EXERCISES TO COMPLETE
A) In the hotel card breach notice, on what date was White Lodging notified of the suspected breach?
B) Write the next part of the hotel card breach notice, picking up after its final sentence.
--- Start PASSAGE SHOWN ---
The hotels, hotel brands, White Lodging, AllClearID (the service provider engaged to provide one year of complimentary personal identity protection services to all affected cardholders) or anyone legitimately contacting guests on their behalf will NOT ask for other sensitive personal information with regard to this incident.
White Lodging is offering one year of complimentary personal identity theft protection services, provided by AllClearID, to those affected by this incident. For more information about how to enroll for this service please call 1-855-865-4453 or visit https://whitelodging.allclearid.com. If you are a non-U.S. resident the available services will vary.
Q: What happened?
A: On January 16, 2014, White Lodging was notified that there was a suspected breach of credit/debit card data during the period March 20 – December 16, 2013 at food and beverage outlets at the following hotels:
• Marriott Midway, Chicago, IL
• Holiday Inn Midway, Chicago, IL
• Holiday Inn Austin Northwest, Austin, TX
• Sheraton Erie Bayfront, Erie, PA
• Westin Austin at the Domain, Austin, TX
• Marriott Boulder, Boulder, CO
• Marriott Denver South, Denver, CO
• Marriott Austin South, Austin, TX
• Marriott Indianapolis Downtown, Indianapolis, IN
• Marriott Richmond Downtown, Richmond, VA
• Marriott Louisville Downtown, Louisville KY
• Renaissance Plantation, Plantation, FL
• Renaissance Broomfield Flatiron, Broomfield, CO
• Radisson Star Plaza, Merrillville, IN
At the Radisson Star Plaza in Merrillville, IN, we suspect that the point of sales system at food and beverage outlets and the property management system that manages hotel guests’ credit card information was affected.
We quickly engaged a third party forensic services provider to conduct an investigation. We also notified the U.S. Secret Service and FBI. The preliminary results of the investigation revealed malicious software and remnants of such software on a number of the point of sale terminals used at food and beverage outlets at these hotels. Because this malicious software (also referred to as malware) was detected, the credit/debit card data entered on these devices was at risk of theft.
Q: What specific information was disclosed about me?
A: The unlawfully accessed data may have included names printed on customers’ credit or debit cards, credit or debit card numbers, the security code and card expiration dates.
Q: Was my spouse or other family members’ information also affected?
A: Only the information of guests who used their credit cards at the affected locations listed above have been impacted by this event.
--- End PASSAGE SHOWN ---
--- Start SUPPLIED DATA ---
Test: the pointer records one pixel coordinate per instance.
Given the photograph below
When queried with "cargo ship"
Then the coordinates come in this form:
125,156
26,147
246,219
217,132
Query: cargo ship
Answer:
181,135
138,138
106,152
--- End SUPPLIED DATA ---
RESPONSE LIST
A) January 16, 2014.

B)
Q: Why wasn’t this incident announced sooner?
A: We were informed of the suspected breach on January 16, 2014 and then promptly contacted law enforcement engaged a security forensic firm and commenced the investigation. The forensic investigation, research to identify the affected locations and cards, the procurement of identity theft protection services and preparation of communications was conducted as fast as we could.
Q. Who is White Lodging Services Corporation and what is their relationship to Marriott, Sheraton, Holiday Inn and Westin?
A: White Lodging is an independent hotel management company that is separate and distinct from all of the hotel brand companies. White Lodging operates hotels as a franchisee of these hotel brand companies under management agreements with the owner of the hotels.
Q: Is this incident related to the Target incident?
A: We have no indication that there is any relationship to any of the other recent incidents in the news.
Q: Has the person who accessed the information been caught?
A: Law enforcement has not notified us of any arrests; our investigation is on-going and we are fully cooperating with law enforcement and the credit card companies.
Q: I was a guest at one of the hotels during the time period disclosed but did not use my credit/debit card at food and beverage outlets. Is my credit/debit card data at risk?
A: The preliminary results of the forensic review do not indicate the presence of malicious software on the property management system used at the front desk to process room charges. Thus, your credit/debit card data is not believed to be at risk.
However, if you were a guest at the Radisson Star Plaza in Merrillville, IN property during March 20 – December 16, 2013, your credit card may be affected, assuming you paid for your stay with a credit card.
Q: Has anything been done to protect my credit/debit card from being misused?
A: Yes, the credit card companies have already sent all affected credit/debit card numbers to the banks that issued the cards so that they can increase their fraud monitoring on the card or reissue the card if they believe that is necessary. For example, if you used a credit card that was issued by Bank of America at one of the locations named in the press release during the March 20 – December 16, 2013 time period, Bank of America already knows your card may have been affected. In addition, the policies of the payment card brands such as Visa, MasterCard, American Express and Discover provide that you have zero liability for any unauthorized charges if you report them in a timely manner.
We are also offering one year of complimentary personal identity theft protection services, provided by AllClearID, to those affected by this incident.
If you desire to enroll in the AllClearID service you will be able to do so via the Internet at https://whitelodging.allclearid.com. If you do not have access to the Internet, a call center agent will be able to facilitate enrollment when you call 1-855-865-4453. Note: If you decide to enroll in the credit monitoring service you will be required to provide your Social Security number to verify your identity. For non-U.S. residents the service offering will vary.
Q: Has the investigation concluded?
A: No, the investigation is on-going and we are fully cooperating with law enforcement and the credit card companies.
Q: What has been done to prevent a reoccurrence in the future?
A: We are examining the likely root causes of this incident and are taking steps designed to prevent a reoccurrence.
Q: Should I notify the bank (or American Express for Amex cards issued directly) that issued my credit card?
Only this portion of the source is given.